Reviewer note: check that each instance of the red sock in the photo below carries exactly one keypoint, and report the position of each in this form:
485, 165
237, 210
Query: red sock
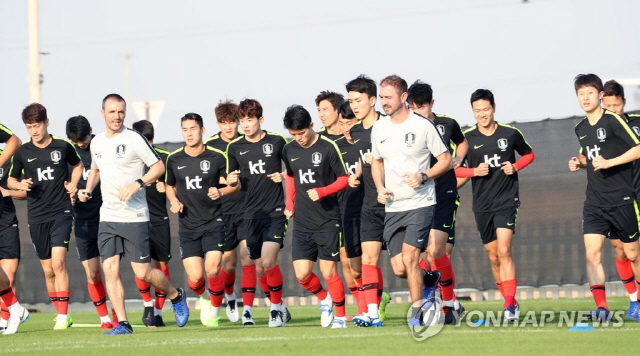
63, 302
336, 290
380, 284
98, 297
248, 284
216, 290
53, 296
510, 292
312, 284
626, 275
197, 288
8, 297
145, 289
264, 286
274, 280
443, 264
229, 281
599, 295
362, 302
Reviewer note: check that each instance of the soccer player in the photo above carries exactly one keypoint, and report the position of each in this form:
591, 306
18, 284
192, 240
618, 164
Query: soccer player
420, 99
228, 118
315, 173
258, 156
402, 146
193, 179
610, 206
42, 163
87, 219
493, 170
362, 96
159, 234
119, 158
613, 100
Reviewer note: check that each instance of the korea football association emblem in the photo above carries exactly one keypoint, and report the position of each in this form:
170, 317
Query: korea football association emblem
205, 165
316, 158
410, 139
267, 149
56, 156
121, 149
503, 144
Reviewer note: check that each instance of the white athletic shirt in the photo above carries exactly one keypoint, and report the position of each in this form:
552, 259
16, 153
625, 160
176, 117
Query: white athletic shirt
406, 148
121, 160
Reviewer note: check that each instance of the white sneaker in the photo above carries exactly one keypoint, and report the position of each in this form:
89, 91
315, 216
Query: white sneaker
339, 323
326, 312
205, 310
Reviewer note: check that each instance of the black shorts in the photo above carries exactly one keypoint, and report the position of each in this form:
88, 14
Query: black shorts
10, 243
86, 233
130, 240
372, 224
620, 222
260, 230
444, 217
160, 239
488, 222
54, 233
233, 230
351, 236
407, 227
314, 245
198, 243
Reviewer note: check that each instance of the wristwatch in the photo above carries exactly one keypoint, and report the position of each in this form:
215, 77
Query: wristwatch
425, 177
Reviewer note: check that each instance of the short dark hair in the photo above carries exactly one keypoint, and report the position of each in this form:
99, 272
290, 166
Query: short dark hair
363, 84
115, 97
250, 108
78, 128
34, 113
483, 94
420, 93
334, 98
588, 80
193, 116
297, 118
227, 111
145, 128
613, 88
396, 82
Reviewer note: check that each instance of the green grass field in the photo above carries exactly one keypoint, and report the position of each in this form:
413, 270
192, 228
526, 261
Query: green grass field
304, 336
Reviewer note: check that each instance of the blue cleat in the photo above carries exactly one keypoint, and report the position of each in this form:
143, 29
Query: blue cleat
181, 309
119, 330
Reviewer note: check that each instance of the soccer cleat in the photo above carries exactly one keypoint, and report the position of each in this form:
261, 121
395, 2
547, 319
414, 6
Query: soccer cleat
632, 313
119, 330
232, 311
326, 312
339, 323
386, 299
247, 319
181, 309
62, 324
147, 317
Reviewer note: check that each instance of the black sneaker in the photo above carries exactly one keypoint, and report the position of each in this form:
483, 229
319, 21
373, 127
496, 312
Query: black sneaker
147, 317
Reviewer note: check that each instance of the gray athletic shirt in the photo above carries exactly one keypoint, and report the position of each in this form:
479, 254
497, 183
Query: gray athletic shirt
121, 160
406, 148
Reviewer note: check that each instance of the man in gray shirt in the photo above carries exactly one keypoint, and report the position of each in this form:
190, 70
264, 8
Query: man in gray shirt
402, 145
119, 156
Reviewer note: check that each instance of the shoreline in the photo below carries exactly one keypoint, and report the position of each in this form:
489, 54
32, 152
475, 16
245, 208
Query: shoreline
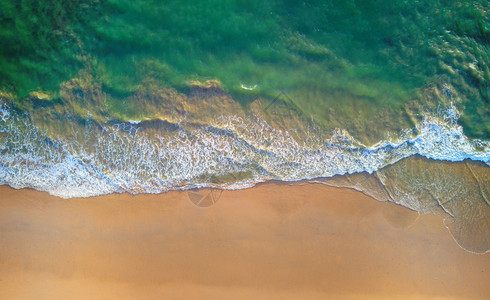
271, 241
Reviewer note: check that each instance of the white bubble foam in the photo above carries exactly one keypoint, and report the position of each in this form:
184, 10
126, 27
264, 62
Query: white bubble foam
126, 158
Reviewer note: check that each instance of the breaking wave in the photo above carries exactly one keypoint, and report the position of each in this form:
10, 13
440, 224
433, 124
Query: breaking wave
231, 153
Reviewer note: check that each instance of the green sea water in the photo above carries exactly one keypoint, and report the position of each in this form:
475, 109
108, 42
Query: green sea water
115, 96
351, 59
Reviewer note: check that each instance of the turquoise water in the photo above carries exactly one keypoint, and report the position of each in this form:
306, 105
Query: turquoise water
116, 96
376, 55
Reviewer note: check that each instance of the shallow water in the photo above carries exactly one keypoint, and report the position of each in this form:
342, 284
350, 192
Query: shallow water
117, 96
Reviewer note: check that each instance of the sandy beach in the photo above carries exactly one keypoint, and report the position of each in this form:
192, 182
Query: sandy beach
273, 241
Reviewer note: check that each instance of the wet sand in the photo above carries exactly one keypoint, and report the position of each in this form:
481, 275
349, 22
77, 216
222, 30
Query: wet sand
269, 242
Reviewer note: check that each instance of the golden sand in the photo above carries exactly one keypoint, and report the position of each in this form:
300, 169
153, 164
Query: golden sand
272, 241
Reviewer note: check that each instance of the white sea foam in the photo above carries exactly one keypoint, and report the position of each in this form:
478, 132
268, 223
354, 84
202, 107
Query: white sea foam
125, 158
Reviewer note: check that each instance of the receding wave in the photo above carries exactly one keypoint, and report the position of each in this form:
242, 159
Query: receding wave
231, 152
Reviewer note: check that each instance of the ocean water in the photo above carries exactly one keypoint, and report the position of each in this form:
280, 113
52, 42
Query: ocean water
117, 96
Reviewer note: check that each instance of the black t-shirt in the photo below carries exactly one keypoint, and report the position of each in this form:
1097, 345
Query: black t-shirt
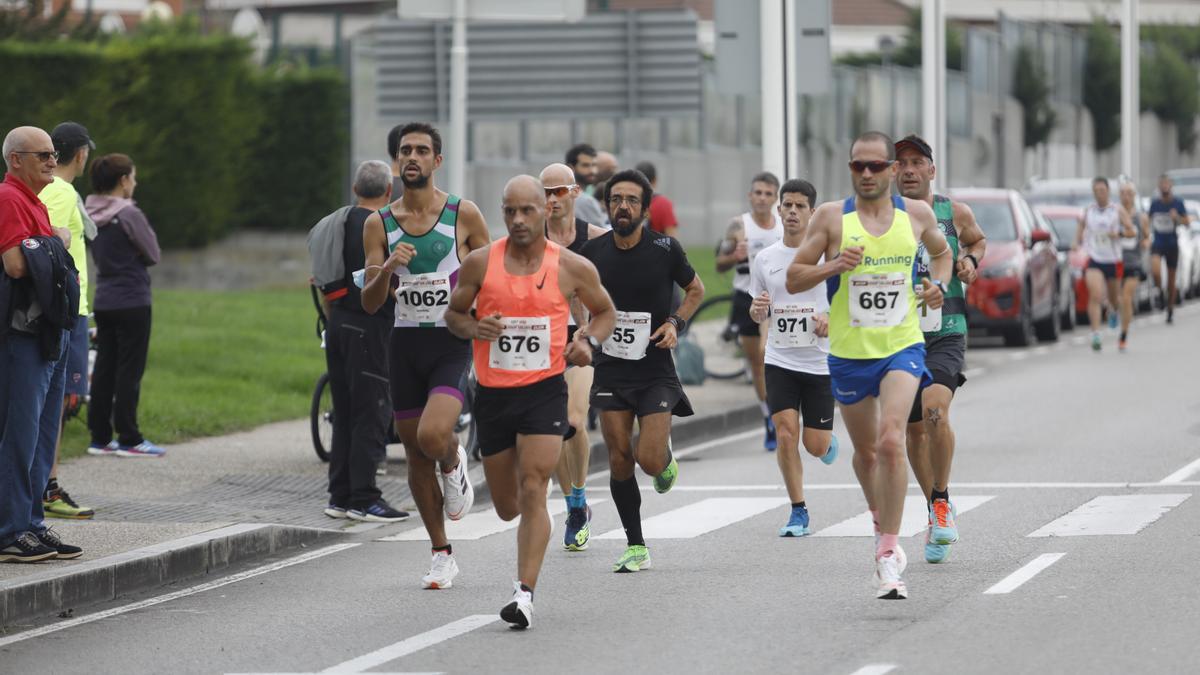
354, 258
641, 279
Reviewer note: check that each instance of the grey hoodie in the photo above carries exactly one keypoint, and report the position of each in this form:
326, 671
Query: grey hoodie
124, 248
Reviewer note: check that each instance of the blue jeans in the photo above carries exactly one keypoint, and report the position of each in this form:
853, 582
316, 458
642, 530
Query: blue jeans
30, 411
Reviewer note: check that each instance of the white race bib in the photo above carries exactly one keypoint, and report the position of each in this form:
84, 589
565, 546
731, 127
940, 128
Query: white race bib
879, 300
630, 336
523, 345
423, 298
791, 324
930, 320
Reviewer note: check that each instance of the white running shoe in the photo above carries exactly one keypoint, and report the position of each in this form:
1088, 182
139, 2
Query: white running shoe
442, 572
457, 494
887, 575
520, 610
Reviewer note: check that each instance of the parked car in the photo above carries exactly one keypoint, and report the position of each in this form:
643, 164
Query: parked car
1017, 293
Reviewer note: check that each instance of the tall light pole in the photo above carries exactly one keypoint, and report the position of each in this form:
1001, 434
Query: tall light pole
1131, 95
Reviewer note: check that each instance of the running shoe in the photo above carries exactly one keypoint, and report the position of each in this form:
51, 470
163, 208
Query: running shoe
887, 577
832, 453
457, 493
143, 449
943, 529
635, 559
442, 572
797, 524
520, 609
579, 529
665, 481
378, 512
101, 451
58, 503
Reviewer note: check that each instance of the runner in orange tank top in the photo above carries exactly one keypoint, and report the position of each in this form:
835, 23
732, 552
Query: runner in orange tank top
521, 286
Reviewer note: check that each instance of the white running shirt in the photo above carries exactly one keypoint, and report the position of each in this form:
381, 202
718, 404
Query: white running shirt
769, 273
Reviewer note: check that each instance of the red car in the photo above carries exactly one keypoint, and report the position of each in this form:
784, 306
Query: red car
1017, 293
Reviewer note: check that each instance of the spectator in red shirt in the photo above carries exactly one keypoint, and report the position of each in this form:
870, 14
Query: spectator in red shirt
30, 384
661, 216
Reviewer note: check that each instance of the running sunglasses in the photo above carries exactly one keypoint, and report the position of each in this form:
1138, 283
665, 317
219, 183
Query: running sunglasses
876, 166
559, 190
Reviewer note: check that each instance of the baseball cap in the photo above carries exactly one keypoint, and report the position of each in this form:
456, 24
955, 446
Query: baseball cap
69, 136
917, 143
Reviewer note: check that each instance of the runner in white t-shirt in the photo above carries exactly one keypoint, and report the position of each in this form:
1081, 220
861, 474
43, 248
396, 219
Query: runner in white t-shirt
797, 369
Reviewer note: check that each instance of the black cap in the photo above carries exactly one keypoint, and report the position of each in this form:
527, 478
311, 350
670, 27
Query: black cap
70, 136
917, 143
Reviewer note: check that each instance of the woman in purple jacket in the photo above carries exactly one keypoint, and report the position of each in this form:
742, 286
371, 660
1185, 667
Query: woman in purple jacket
124, 248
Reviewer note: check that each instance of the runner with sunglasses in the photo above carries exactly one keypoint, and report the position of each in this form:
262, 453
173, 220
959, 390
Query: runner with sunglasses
563, 227
876, 347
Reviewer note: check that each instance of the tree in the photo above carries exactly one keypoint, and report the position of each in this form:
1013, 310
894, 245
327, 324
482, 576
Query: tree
1102, 83
1030, 88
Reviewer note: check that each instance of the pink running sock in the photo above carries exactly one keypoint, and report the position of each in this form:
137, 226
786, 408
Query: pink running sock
888, 543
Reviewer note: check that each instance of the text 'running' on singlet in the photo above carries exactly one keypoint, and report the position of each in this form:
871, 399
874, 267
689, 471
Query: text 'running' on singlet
873, 308
534, 314
425, 284
757, 239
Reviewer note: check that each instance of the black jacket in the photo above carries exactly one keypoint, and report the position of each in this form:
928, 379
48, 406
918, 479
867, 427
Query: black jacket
53, 282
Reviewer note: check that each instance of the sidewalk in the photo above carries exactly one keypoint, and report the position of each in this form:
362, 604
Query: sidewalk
202, 489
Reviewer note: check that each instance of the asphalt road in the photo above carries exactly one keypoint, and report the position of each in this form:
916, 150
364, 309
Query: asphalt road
1075, 479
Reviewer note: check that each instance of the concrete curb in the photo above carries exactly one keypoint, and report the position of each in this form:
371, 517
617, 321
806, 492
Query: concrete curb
64, 589
683, 432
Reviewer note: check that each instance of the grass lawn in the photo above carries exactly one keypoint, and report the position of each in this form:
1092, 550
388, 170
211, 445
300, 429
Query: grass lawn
222, 362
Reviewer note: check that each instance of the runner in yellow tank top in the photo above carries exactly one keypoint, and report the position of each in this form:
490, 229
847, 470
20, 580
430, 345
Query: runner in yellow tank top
521, 404
876, 347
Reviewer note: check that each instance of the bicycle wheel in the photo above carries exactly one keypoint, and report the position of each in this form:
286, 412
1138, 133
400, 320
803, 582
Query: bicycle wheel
321, 417
717, 334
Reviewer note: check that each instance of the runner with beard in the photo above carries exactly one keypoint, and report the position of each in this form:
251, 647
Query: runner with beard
414, 248
635, 376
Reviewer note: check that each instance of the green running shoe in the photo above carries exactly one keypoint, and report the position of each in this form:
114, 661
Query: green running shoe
635, 559
665, 481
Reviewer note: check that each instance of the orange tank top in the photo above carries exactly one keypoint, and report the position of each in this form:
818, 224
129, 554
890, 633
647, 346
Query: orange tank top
534, 314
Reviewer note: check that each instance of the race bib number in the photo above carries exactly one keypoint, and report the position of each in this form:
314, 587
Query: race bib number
792, 324
423, 298
879, 300
930, 320
523, 345
630, 338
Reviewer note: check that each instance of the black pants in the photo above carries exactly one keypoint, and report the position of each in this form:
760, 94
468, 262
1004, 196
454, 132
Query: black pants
357, 357
123, 341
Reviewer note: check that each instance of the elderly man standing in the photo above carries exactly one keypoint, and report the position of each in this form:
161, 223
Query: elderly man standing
355, 347
30, 384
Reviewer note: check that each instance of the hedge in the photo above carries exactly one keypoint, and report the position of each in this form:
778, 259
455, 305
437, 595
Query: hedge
219, 143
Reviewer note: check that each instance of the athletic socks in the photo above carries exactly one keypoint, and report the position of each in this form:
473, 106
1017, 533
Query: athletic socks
628, 500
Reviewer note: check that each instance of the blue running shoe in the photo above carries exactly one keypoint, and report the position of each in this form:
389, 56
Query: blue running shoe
832, 454
797, 525
942, 527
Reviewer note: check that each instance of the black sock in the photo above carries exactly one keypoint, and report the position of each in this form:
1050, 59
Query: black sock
628, 500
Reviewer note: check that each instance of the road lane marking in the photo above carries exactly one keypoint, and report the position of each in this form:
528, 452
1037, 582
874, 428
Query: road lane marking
414, 644
478, 525
177, 595
916, 517
701, 518
1111, 514
1182, 475
1031, 569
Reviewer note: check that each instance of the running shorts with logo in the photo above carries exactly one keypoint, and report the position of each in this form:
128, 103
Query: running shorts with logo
521, 384
874, 327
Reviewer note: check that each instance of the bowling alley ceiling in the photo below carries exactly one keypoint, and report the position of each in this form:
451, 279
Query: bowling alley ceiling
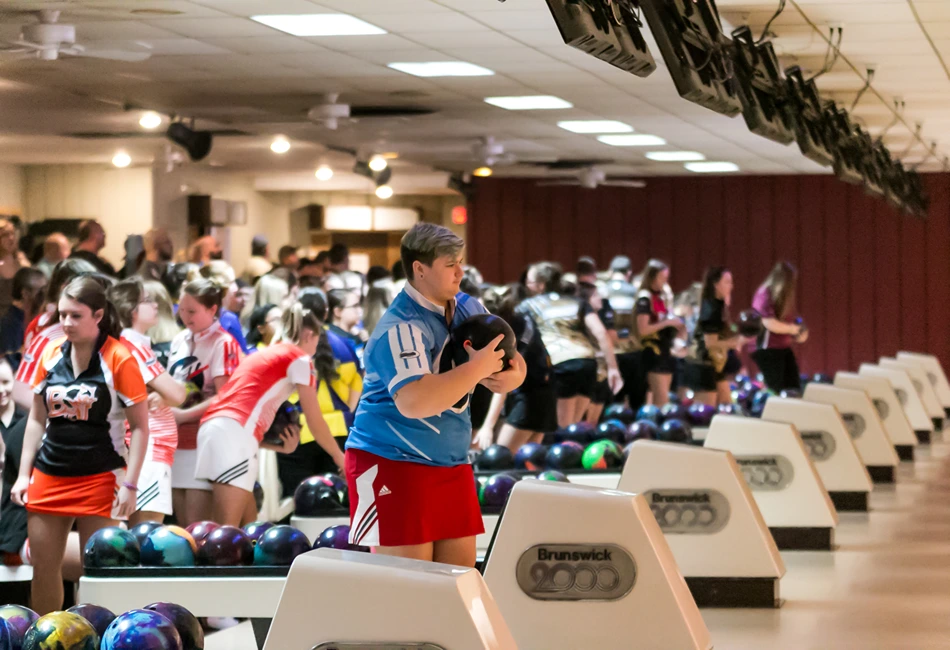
210, 61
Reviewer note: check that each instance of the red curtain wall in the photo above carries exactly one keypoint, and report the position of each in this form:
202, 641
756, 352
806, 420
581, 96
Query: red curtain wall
872, 281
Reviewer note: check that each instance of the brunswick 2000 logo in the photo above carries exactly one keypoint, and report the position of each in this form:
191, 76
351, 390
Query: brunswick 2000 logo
576, 572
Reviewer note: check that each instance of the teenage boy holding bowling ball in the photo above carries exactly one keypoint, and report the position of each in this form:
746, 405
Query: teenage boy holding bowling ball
412, 490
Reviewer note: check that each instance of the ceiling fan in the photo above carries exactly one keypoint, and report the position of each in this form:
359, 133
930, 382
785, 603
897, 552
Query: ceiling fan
591, 178
48, 39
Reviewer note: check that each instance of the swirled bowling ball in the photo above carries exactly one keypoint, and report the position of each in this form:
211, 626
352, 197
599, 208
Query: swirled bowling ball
61, 631
200, 530
338, 537
142, 629
226, 546
142, 530
189, 629
99, 617
110, 548
564, 456
530, 456
642, 430
496, 458
316, 497
614, 430
256, 529
169, 546
603, 454
279, 546
496, 489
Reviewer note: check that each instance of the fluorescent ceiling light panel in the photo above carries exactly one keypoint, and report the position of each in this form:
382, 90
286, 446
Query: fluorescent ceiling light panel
529, 103
635, 140
442, 69
675, 156
595, 126
712, 167
319, 24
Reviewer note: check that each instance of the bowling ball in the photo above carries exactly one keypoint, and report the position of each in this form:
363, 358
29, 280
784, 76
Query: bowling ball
496, 490
673, 411
61, 631
649, 412
169, 546
564, 456
749, 323
255, 529
675, 431
579, 432
614, 430
603, 454
226, 546
620, 412
142, 629
338, 537
189, 629
642, 430
495, 459
479, 330
99, 617
200, 530
142, 530
19, 619
700, 415
315, 497
110, 548
530, 456
279, 546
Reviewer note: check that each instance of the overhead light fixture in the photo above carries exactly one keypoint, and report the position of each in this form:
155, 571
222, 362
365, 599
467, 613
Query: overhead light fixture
633, 140
675, 156
712, 167
595, 126
442, 69
150, 120
529, 103
280, 145
319, 24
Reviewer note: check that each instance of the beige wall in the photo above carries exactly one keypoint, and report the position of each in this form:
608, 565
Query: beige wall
120, 199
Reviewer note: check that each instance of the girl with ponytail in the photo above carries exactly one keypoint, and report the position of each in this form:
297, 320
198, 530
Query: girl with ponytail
75, 466
233, 428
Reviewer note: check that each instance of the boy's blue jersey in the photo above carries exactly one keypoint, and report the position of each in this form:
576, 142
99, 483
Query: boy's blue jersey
406, 345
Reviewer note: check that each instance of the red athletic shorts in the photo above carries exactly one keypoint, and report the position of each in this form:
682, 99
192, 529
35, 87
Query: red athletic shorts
395, 503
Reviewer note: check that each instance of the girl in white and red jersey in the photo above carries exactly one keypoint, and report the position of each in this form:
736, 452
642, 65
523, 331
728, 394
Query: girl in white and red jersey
233, 428
138, 311
45, 328
202, 357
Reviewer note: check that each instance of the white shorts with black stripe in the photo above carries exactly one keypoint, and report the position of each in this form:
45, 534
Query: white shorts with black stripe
155, 488
227, 454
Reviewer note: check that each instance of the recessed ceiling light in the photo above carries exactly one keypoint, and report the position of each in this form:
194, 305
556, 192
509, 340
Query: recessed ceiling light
595, 126
675, 156
121, 160
280, 145
712, 167
320, 25
529, 103
150, 120
442, 69
634, 140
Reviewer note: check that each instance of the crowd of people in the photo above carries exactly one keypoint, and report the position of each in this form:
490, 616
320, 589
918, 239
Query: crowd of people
147, 393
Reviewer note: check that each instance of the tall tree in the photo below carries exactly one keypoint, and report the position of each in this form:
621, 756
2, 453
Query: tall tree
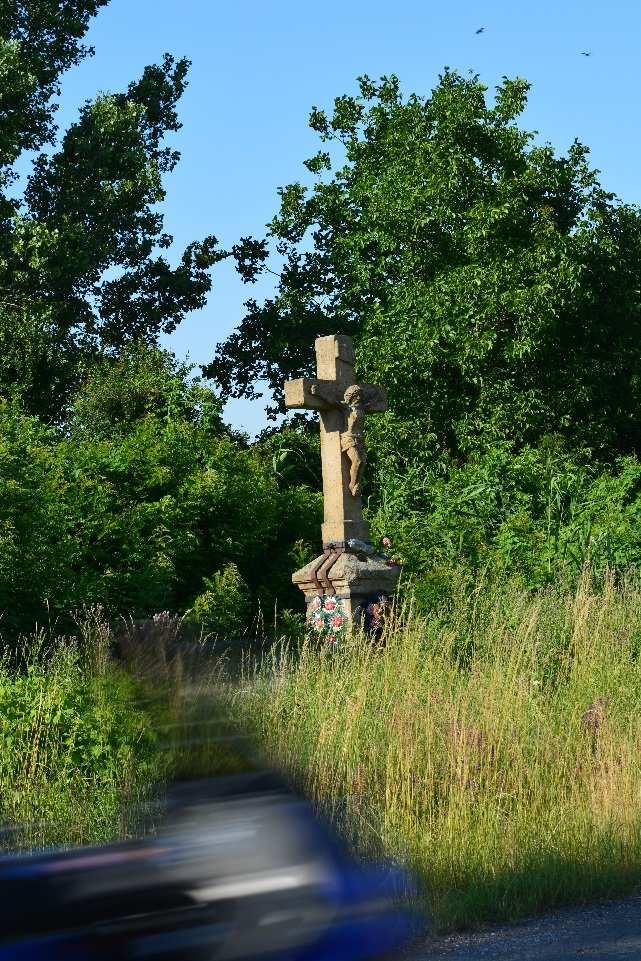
491, 284
82, 269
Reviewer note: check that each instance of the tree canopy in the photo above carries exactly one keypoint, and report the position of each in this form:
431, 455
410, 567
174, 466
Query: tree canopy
491, 284
82, 265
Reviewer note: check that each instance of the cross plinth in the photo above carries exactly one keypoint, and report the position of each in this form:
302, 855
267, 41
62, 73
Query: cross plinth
348, 571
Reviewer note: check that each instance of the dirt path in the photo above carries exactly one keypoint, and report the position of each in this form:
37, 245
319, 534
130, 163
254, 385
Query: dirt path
607, 932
══════
## [Your objective]
Your reply must consist solely of the number of lines in the data that contain the word "below".

## [Task output]
5